=== PROMPT ===
Write the entries below out again without a single difference.

====== AVAILABLE RECORDS

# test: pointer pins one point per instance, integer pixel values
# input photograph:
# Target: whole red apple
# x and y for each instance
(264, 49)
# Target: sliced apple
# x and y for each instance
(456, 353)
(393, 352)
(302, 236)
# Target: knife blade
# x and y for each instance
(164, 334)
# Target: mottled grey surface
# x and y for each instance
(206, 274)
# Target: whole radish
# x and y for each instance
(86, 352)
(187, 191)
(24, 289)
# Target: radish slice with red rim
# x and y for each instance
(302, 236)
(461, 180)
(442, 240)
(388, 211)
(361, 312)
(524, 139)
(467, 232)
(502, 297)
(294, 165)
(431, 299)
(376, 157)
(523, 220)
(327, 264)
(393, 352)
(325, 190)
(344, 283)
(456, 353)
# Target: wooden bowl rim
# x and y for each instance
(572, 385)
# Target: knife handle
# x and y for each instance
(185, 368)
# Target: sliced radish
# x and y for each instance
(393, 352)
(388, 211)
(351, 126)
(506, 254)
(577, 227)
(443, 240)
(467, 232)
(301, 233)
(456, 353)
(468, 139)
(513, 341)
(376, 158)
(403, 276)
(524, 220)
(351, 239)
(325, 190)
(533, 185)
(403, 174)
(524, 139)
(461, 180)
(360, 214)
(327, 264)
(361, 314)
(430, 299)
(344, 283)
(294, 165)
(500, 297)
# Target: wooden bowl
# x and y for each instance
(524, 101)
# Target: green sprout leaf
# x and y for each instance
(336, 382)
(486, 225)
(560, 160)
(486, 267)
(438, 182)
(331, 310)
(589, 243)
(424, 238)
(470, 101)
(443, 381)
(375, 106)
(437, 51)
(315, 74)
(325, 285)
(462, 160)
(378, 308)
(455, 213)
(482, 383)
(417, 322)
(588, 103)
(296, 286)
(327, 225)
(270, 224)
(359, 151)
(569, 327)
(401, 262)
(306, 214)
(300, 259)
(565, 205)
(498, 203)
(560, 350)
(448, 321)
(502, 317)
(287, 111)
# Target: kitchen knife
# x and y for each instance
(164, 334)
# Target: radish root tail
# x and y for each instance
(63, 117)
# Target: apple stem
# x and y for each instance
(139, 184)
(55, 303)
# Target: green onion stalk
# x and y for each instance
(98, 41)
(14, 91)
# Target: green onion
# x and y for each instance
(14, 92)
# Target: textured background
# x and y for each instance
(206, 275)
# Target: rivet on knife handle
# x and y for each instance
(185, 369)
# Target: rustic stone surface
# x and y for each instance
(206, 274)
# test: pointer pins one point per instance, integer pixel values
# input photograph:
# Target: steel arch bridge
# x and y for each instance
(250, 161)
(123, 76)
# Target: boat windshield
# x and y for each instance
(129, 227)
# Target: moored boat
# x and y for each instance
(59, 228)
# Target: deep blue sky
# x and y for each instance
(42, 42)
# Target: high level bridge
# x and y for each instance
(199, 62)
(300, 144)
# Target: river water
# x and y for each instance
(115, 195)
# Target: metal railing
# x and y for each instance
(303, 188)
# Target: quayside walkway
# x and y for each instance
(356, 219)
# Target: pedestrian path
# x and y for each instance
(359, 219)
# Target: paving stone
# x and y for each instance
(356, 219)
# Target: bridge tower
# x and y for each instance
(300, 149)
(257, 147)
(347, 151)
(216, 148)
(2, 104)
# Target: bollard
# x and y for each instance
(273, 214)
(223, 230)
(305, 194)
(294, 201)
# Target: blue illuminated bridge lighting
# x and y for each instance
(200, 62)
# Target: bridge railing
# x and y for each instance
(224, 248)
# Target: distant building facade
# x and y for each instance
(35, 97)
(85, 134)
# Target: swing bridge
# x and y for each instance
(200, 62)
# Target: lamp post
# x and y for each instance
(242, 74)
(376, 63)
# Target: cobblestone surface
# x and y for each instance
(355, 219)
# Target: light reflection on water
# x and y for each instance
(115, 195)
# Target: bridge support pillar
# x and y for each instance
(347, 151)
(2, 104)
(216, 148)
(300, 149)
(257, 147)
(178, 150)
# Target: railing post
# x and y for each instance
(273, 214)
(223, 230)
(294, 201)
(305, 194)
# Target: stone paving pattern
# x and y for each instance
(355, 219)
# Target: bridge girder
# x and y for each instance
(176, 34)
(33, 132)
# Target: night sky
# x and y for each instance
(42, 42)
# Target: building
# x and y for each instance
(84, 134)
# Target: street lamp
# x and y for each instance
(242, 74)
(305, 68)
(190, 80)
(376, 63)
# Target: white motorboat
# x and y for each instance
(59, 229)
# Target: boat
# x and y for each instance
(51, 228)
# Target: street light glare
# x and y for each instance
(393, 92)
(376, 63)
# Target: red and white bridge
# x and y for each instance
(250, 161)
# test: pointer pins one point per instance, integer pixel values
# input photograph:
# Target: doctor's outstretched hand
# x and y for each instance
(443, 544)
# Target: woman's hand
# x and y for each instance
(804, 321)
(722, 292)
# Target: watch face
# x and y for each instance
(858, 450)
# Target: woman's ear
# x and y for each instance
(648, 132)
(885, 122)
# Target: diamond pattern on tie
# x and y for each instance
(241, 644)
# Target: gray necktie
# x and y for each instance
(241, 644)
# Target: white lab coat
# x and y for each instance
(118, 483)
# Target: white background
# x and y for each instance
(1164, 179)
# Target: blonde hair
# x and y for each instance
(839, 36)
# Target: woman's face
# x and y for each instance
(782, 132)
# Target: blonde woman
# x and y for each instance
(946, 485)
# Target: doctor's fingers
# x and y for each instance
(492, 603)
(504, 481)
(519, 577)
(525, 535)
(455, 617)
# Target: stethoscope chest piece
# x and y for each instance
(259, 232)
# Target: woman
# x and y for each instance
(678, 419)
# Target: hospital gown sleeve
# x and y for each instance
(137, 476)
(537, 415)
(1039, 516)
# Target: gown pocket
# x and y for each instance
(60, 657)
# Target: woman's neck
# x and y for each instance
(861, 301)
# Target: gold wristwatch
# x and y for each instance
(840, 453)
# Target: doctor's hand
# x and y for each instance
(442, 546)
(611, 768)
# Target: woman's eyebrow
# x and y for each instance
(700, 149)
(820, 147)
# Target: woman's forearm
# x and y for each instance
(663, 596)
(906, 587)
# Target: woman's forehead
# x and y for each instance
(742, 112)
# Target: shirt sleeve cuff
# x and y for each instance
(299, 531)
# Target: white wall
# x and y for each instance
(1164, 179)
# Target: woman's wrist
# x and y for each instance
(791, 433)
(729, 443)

============

=== OUTPUT ===
# test: pointer pins one point per instance, integer pixel values
# input photograph:
# Target: whole red apple
# x and y for each instance
(264, 49)
# Target: sliced apple
# x and y for each instance
(456, 353)
(393, 352)
(302, 236)
# Target: knife blade
# x and y for each instance
(164, 334)
# Target: mottled grey surface
# x and y for each instance
(206, 274)
# Target: whole radish
# x and y for each instance
(86, 352)
(187, 191)
(24, 289)
# Target: radish slice with red rim
# x and y for each instance
(302, 236)
(461, 180)
(442, 240)
(388, 211)
(361, 312)
(524, 139)
(467, 232)
(502, 297)
(294, 165)
(431, 299)
(376, 157)
(523, 220)
(327, 264)
(393, 352)
(325, 190)
(344, 283)
(456, 353)
# Target: wooden bowl rim
# x and y for each instance
(572, 385)
# Target: knife handle
# x and y for each instance
(185, 368)
# Target: sliced radish
# x and y for each instance
(393, 352)
(388, 211)
(351, 126)
(506, 254)
(577, 227)
(443, 240)
(467, 232)
(301, 233)
(456, 353)
(468, 139)
(513, 341)
(376, 158)
(403, 276)
(524, 220)
(351, 239)
(325, 190)
(533, 185)
(403, 174)
(524, 139)
(461, 180)
(360, 214)
(327, 264)
(361, 314)
(430, 299)
(344, 283)
(294, 165)
(500, 297)
# Target: wooden bowl
# x and y for each instance
(524, 101)
# Target: green sprout leaf
# x and y for each instance
(336, 382)
(486, 225)
(560, 160)
(486, 267)
(438, 182)
(331, 310)
(589, 243)
(424, 238)
(470, 101)
(443, 381)
(375, 106)
(437, 51)
(315, 74)
(325, 285)
(462, 160)
(378, 308)
(455, 213)
(482, 383)
(417, 322)
(588, 103)
(296, 286)
(327, 225)
(270, 224)
(359, 151)
(569, 327)
(401, 262)
(306, 214)
(300, 259)
(565, 205)
(498, 203)
(560, 350)
(448, 321)
(502, 317)
(287, 111)
# Target: kitchen knife
# x and y for each instance
(164, 334)
# Target: radish root tail
# x and y for each instance
(63, 117)
# Target: apple stem
# x and y for each instance
(139, 184)
(55, 303)
# Target: green onion stalk
# x and y for each instance
(98, 41)
(14, 91)
# Target: green onion
# x and y for each instance
(14, 92)
# Target: textured background
# x and y for each instance
(206, 275)
# Target: rivet on knife handle
# x and y for each instance
(185, 369)
# Target: rustic stone surface
# x and y for each instance
(206, 274)
# test: pointer pins one point per instance, integer pixel values
# input photograph:
# Target: steel arch bridge
# x and y for each instance
(250, 161)
(123, 76)
# Target: boat windshield
# x and y for each instance
(129, 227)
# Target: moored boat
# x and y for each instance
(59, 228)
# Target: deep blue sky
# x and y for each instance
(42, 42)
# Target: high level bridge
# x and y for each instance
(199, 62)
(300, 144)
# Target: river water
# x and y for each instance
(115, 195)
# Target: metal railing
# x and y for each instance
(303, 188)
# Target: quayside walkway
# x and y for each instance
(356, 219)
# Target: pedestrian path
# x and y for each instance
(359, 219)
# Target: paving stone
# x and y for each instance
(356, 219)
# Target: bridge tower
# x and y for each instance
(300, 149)
(257, 147)
(347, 151)
(216, 148)
(2, 104)
# Target: bollard
# x and y for each instance
(273, 214)
(223, 230)
(305, 194)
(294, 201)
# Target: blue illuminated bridge lighting
# x and y for each instance
(200, 62)
# Target: bridge railing
# x and y for each instance
(224, 248)
# Target: distant building facade
# x and y for each instance
(35, 97)
(85, 134)
# Target: swing bridge
# x and y for each instance
(200, 62)
# Target: lamp post
# x and y for each instance
(242, 74)
(376, 63)
# Target: cobblestone surface
# x and y for each instance
(355, 219)
# Target: light reflection on water
# x and y for each instance
(115, 195)
# Target: bridge support pillar
# x and y for each instance
(347, 151)
(2, 104)
(216, 148)
(300, 149)
(257, 147)
(178, 150)
# Target: railing post
# x and y for each instance
(273, 214)
(223, 230)
(294, 201)
(305, 194)
# Target: stone paving pattern
# x and y for each instance
(355, 219)
# Target: bridge girder
# x and y for each instance
(176, 34)
(33, 132)
# Target: night sky
# x and y for each instance
(42, 42)
# Target: building
# x and y for each instance
(84, 134)
# Target: street lamp
# x and y for each instance
(242, 74)
(305, 68)
(190, 80)
(376, 63)
# Target: white motorboat
# x and y for each instance
(59, 229)
# Target: boat
# x and y for each instance
(51, 228)
# Target: street light glare
# x and y for each instance
(393, 92)
(376, 63)
# Target: red and white bridge
# x and y for each instance
(250, 161)
# test: pointer pins one point per instance, integer pixel values
# input photograph:
# Target: doctor's outstretched hand
# x and y for each instance
(443, 544)
# Target: woman's hand
# x and y for each instance
(804, 321)
(722, 292)
# Target: watch face
# x and y for each instance
(858, 450)
# Target: woman's ear
# x and y for each instance
(648, 132)
(885, 122)
# Target: diamond pattern on tie
# x and y for each instance
(241, 644)
# Target: gray necktie
# x and y for each instance
(241, 644)
# Target: white lab coat
# x and y for each instance
(118, 483)
# Target: white background
# x and y for each instance
(1164, 179)
# Target: blonde hair
# x and y for each instance
(839, 36)
# Target: woman's face
# x and y for each instance
(782, 132)
# Target: blonde woman
# x and y for each instance
(946, 485)
# Target: doctor's fingers
# x and y for each instance
(492, 603)
(504, 481)
(519, 577)
(525, 535)
(455, 617)
# Target: stethoscope chest piece
# x and y for each instance
(259, 232)
# Target: woman
# x and y for each instance
(678, 419)
# Target: hospital gown sleeve
# x and y for each instance
(137, 476)
(537, 415)
(1039, 516)
# Target: gown pocket
# x and y for each instance
(60, 657)
# Target: woman's neck
# x and y for each instance
(861, 301)
# Target: gold wristwatch
# x and y for each instance
(840, 453)
# Target: doctor's hand
# x and y for each instance
(442, 546)
(611, 768)
# Target: woman's eyebrow
# x and y for each instance
(700, 149)
(820, 147)
# Target: woman's forearm
# x and y for each instance
(663, 596)
(906, 587)
# Target: woman's forehead
# x and y for each instance
(742, 112)
# Target: shirt sleeve cuff
# x and y for each instance
(299, 531)
# Target: white wall
# x and y for each instance
(1164, 179)
# Target: woman's wrist
# x and y for each instance
(791, 433)
(729, 443)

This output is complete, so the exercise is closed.